__Exercise directions__: Could you write what comes next in the article on the artist Betsy Eby, picking up after its last sentence?

:: Passage for review

Elizabeth Kerry Eby (born April 3, 1967) is an American artist and musician. She lives and works in Columbus, Georgia, and Wheaton Island, Maine.

==Life==

Eby was born on April 3, 1967, in Seaside, Oregon. In 1972, her family moved to the suburbs of Portland, Oregon. Her father worked in the timber industry, while her mother worked in community college admissions. At the age of five, Eby began playing the piano and studying the traditional classical repertoire. She continues to study under master musicians.

Eby earned her bachelor's degree in art history from the University of Oregon, with an emphasis on ancient Greek, Roman and Asian antiquities. In 1990 she moved to Seattle, Washington, where she lived and worked until 2013, In that year, she and her husband, American artist Bo Bartlett, moved to Columbus, Georgia. They now divide their time between Columbus, Georgia and Wheaton Island, Maine. In 2018, Eby and Bartlett opened the Bo Bartlett Center at Columbus State University. This interactive gallery space aims to engage nearby communities through arts programming.

==Work==
Betsy Eby primarily works in encaustic, a painting medium composed of hot beeswax, damar resin, and pigments. The encaustic technique dates back to the 4th century B.C., when it was originally used for creating Egyptian mummy funerary portraits. Encaustic was not a common medium for painters until it was revived by Pop artist Jasper Johns in his iconic flag paintings.

::::
:: Data extract

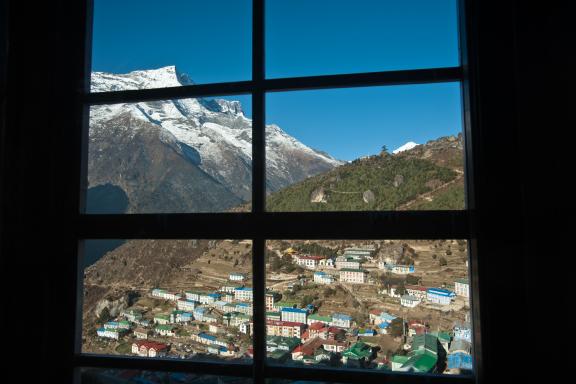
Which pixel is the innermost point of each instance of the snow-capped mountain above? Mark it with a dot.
(151, 150)
(409, 145)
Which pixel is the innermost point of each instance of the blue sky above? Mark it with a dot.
(211, 41)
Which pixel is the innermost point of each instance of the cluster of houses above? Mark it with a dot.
(303, 335)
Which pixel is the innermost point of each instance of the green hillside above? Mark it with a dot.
(382, 182)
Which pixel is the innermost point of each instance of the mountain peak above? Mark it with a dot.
(162, 77)
(409, 145)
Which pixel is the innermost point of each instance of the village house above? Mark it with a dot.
(215, 328)
(416, 291)
(424, 356)
(341, 320)
(462, 331)
(186, 305)
(402, 269)
(318, 330)
(227, 297)
(347, 262)
(459, 356)
(284, 328)
(409, 301)
(117, 325)
(163, 294)
(273, 315)
(416, 328)
(227, 289)
(359, 355)
(332, 345)
(235, 319)
(132, 315)
(236, 276)
(208, 298)
(162, 318)
(439, 296)
(307, 349)
(270, 299)
(245, 308)
(194, 295)
(285, 304)
(243, 294)
(165, 330)
(109, 333)
(141, 333)
(294, 315)
(309, 262)
(274, 343)
(220, 351)
(246, 328)
(206, 339)
(316, 318)
(149, 349)
(353, 276)
(181, 317)
(391, 290)
(462, 288)
(323, 278)
(223, 305)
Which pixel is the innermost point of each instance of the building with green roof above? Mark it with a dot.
(358, 355)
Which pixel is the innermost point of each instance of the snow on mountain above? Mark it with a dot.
(409, 145)
(216, 130)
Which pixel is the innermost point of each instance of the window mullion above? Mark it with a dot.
(258, 187)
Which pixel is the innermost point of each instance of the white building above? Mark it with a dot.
(439, 296)
(323, 278)
(341, 320)
(310, 262)
(416, 291)
(353, 276)
(294, 315)
(402, 269)
(163, 294)
(236, 276)
(344, 262)
(243, 294)
(462, 288)
(186, 305)
(409, 301)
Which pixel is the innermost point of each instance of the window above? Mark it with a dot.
(277, 206)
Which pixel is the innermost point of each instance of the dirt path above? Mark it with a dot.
(423, 196)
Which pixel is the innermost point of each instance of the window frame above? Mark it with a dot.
(259, 225)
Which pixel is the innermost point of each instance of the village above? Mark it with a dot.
(395, 306)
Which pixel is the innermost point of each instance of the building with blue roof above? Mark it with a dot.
(439, 296)
(295, 315)
(341, 320)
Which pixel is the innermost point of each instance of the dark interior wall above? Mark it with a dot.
(39, 135)
(522, 56)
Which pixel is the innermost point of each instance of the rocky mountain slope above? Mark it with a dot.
(428, 176)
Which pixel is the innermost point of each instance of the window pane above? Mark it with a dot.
(390, 305)
(170, 156)
(189, 299)
(358, 149)
(129, 376)
(199, 41)
(320, 37)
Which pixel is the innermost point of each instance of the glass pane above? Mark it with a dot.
(129, 376)
(322, 37)
(390, 305)
(187, 299)
(358, 149)
(170, 156)
(139, 44)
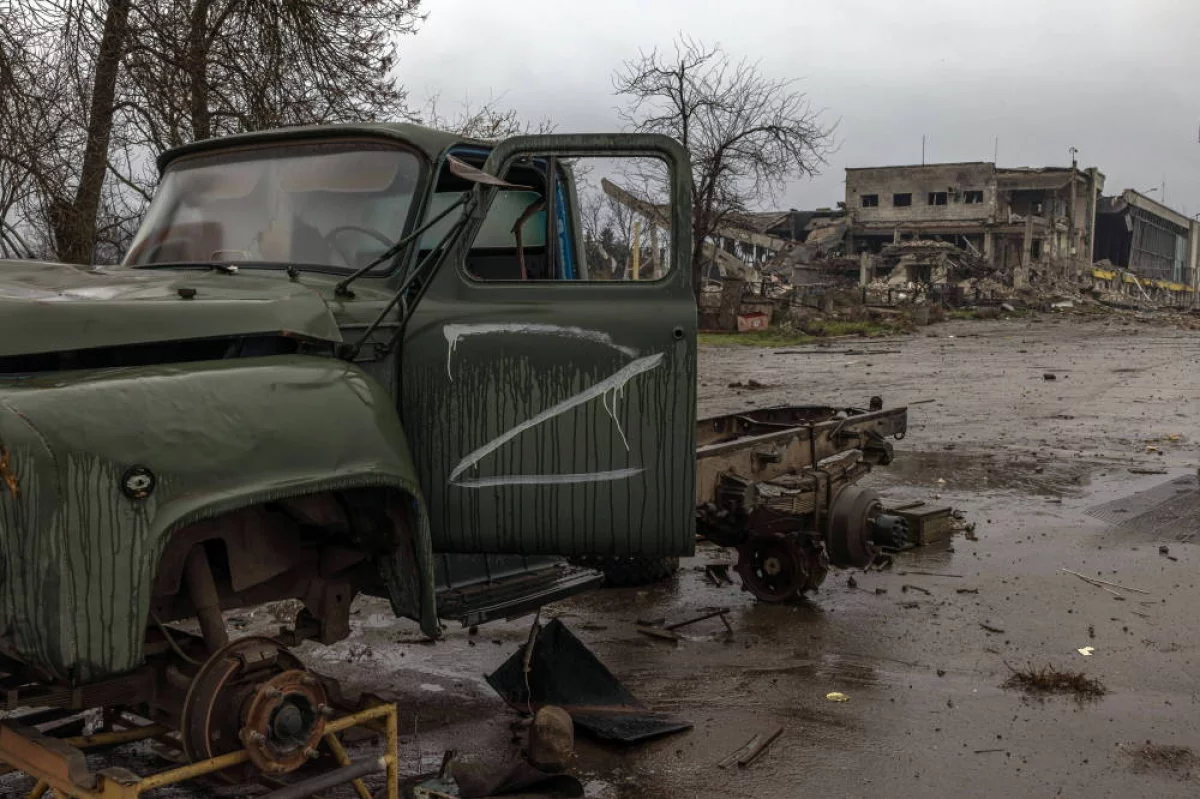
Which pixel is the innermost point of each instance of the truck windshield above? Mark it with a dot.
(324, 205)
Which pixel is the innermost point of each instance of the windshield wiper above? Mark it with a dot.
(427, 264)
(342, 288)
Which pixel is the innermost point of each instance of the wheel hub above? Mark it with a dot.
(253, 694)
(773, 568)
(283, 721)
(851, 527)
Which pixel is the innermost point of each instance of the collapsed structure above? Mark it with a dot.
(1024, 223)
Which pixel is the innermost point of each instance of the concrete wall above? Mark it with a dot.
(919, 181)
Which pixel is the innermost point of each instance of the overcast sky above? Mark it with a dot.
(1120, 80)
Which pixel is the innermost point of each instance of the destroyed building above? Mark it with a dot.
(1025, 223)
(1144, 247)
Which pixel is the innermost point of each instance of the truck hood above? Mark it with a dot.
(53, 307)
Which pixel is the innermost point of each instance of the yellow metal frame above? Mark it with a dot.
(49, 763)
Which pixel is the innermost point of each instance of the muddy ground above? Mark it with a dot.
(1026, 458)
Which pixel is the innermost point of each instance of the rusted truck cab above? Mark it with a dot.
(328, 354)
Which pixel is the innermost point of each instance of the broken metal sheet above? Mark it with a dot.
(1127, 511)
(563, 672)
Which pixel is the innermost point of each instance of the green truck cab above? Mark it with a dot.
(329, 354)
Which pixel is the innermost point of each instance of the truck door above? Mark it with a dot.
(549, 368)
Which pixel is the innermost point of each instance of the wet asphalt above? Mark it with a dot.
(921, 650)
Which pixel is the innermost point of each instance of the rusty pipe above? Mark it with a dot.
(202, 588)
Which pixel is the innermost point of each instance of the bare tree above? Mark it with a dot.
(91, 90)
(747, 133)
(489, 120)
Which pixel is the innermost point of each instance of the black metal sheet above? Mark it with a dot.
(563, 672)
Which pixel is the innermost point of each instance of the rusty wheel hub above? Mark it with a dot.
(283, 721)
(255, 694)
(773, 568)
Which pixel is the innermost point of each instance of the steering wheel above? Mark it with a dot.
(331, 239)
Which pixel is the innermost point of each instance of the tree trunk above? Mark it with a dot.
(76, 224)
(197, 71)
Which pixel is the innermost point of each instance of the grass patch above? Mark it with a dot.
(1047, 680)
(865, 328)
(814, 330)
(769, 337)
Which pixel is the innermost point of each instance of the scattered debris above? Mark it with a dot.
(659, 629)
(756, 751)
(657, 632)
(719, 574)
(551, 739)
(750, 751)
(1051, 680)
(1103, 583)
(930, 574)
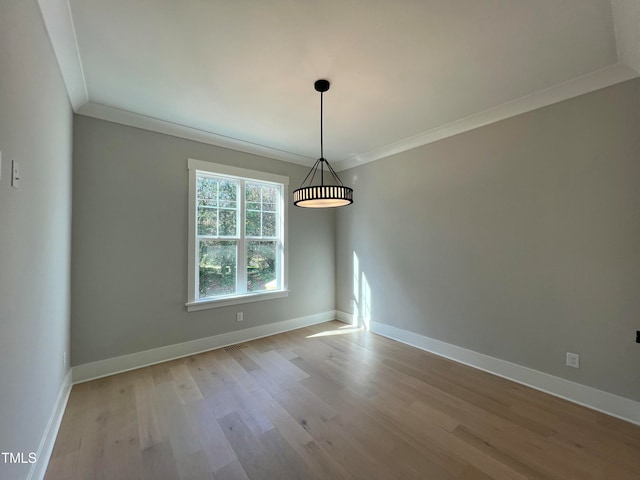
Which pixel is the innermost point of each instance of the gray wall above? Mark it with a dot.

::::

__Expected answer__:
In 2018, Betsy Eby was selected to represent the United States as a Cultural Exchange Artist through the U.S. State Department's Art in Embassies program in Papua New Guinea and the Solomon Islands. As a cultural exchange artist, Eby aimed to promote female empowerment through creativity by collaborating with local artists and participating in television and radio interviews.

==Film==
Betsy Eby is also a film producer and musician for films. In 2013, she and Bo Bartlett released the feature-length documentary film SEE, An Art Road Trip. In 2019, she was executive producer and musician for the feature-length film Things Don’t Stay Fixed, the documentary short film Helga, and the documentary Lobster Dinner.

== Collections & Exhibitions ==

Betsy Eby has exhibited widely across the United States. Her 2013 solo exhibition, “Painting with Fire,” traveled to the Columbus Museum of Art in Columbus, GA; the Morris Museum of Art in Augusta, GA; the Center for Maine Contemporary Art in Rockport, ME; and the Ogden Museum in New Orleans, LA. Eby's works are held in the collections of the Tacoma Art Museum, Tacoma, WA, the Columbus Museum of Art, Columbus, GA, the Georgia Museum of Art, Athens, GA, and several United States Embassies around the world.